#### [AIM]
Reproduce the material exactly, omitting nothing.
==*==
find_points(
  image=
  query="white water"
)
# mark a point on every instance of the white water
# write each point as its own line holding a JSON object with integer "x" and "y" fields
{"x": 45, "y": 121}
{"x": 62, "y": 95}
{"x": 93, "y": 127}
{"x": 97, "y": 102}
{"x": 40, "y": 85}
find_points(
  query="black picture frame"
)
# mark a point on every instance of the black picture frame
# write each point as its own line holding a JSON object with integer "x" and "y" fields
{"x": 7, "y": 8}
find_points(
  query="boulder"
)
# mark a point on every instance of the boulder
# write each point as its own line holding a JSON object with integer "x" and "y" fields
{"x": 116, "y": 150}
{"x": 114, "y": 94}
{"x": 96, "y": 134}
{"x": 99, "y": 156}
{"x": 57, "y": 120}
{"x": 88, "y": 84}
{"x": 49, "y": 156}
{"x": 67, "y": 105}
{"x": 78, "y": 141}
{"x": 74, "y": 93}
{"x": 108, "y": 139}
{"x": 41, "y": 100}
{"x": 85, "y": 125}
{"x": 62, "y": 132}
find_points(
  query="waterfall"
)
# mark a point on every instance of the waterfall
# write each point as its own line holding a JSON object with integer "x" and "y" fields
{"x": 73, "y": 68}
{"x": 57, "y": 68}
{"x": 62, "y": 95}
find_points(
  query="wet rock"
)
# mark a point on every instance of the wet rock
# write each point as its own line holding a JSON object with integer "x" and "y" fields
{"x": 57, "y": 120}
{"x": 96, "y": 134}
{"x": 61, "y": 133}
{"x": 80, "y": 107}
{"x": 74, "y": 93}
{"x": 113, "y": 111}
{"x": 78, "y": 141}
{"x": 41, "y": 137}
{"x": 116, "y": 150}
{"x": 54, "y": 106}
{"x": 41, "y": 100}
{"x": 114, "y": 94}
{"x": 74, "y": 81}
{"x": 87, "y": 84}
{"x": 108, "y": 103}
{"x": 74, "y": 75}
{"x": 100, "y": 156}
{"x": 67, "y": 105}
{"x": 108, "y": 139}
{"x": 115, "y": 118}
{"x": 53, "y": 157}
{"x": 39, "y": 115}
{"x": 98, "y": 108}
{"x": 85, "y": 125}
==*==
#### [EXERCISE RESULT]
find_points(
  image=
  query="white water"
)
# mark a point on every instance of the white water
# write each point as its own line holding a JSON object with integer "x" and "y" fields
{"x": 45, "y": 121}
{"x": 62, "y": 95}
{"x": 93, "y": 127}
{"x": 97, "y": 102}
{"x": 40, "y": 85}
find_points(
  query="black picture frame"
)
# mark a point on every instance of the black picture frame
# write each point as its own line holding a JSON object with integer "x" and "y" fields
{"x": 7, "y": 8}
find_points(
  query="boulder"
)
# mark a point on every instance of the boulder
# write each point as its own line holding a JSON object with integer "x" and "y" fields
{"x": 116, "y": 150}
{"x": 114, "y": 94}
{"x": 96, "y": 134}
{"x": 99, "y": 156}
{"x": 57, "y": 120}
{"x": 88, "y": 84}
{"x": 49, "y": 156}
{"x": 67, "y": 105}
{"x": 78, "y": 141}
{"x": 74, "y": 93}
{"x": 108, "y": 139}
{"x": 41, "y": 100}
{"x": 85, "y": 125}
{"x": 62, "y": 132}
find_points(
  query="waterfall"
)
# mark a point on every instance of the waterfall
# write each point as its own line holding a JSON object with integer "x" and "y" fields
{"x": 73, "y": 68}
{"x": 57, "y": 68}
{"x": 62, "y": 95}
find_points(
  query="wet rock"
)
# mark a point on every instance of the wet rock
# write each point as its own line holding a JSON object with integer "x" and "y" fields
{"x": 57, "y": 120}
{"x": 96, "y": 134}
{"x": 61, "y": 133}
{"x": 80, "y": 107}
{"x": 74, "y": 93}
{"x": 113, "y": 111}
{"x": 78, "y": 141}
{"x": 41, "y": 137}
{"x": 116, "y": 150}
{"x": 54, "y": 106}
{"x": 41, "y": 100}
{"x": 114, "y": 94}
{"x": 74, "y": 81}
{"x": 87, "y": 84}
{"x": 108, "y": 103}
{"x": 74, "y": 75}
{"x": 100, "y": 156}
{"x": 67, "y": 105}
{"x": 108, "y": 139}
{"x": 115, "y": 118}
{"x": 53, "y": 157}
{"x": 39, "y": 115}
{"x": 98, "y": 108}
{"x": 85, "y": 125}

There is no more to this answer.